Reproduce the text of the records below word for word, omitting the pictures.

— Entries —
+++++
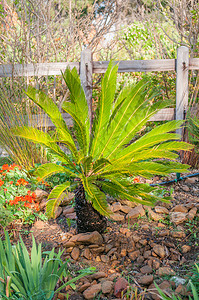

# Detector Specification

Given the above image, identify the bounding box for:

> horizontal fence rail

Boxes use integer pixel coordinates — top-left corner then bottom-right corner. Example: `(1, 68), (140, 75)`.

(0, 46), (199, 135)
+++++
— Result of this task —
# Detector Specification

Given the above image, identify the bounding box for:

> horizontal fence rail

Boxes use integer pixel coordinates — top-left corner then bottom-right corner. Example: `(1, 68), (140, 75)`.

(0, 46), (199, 135)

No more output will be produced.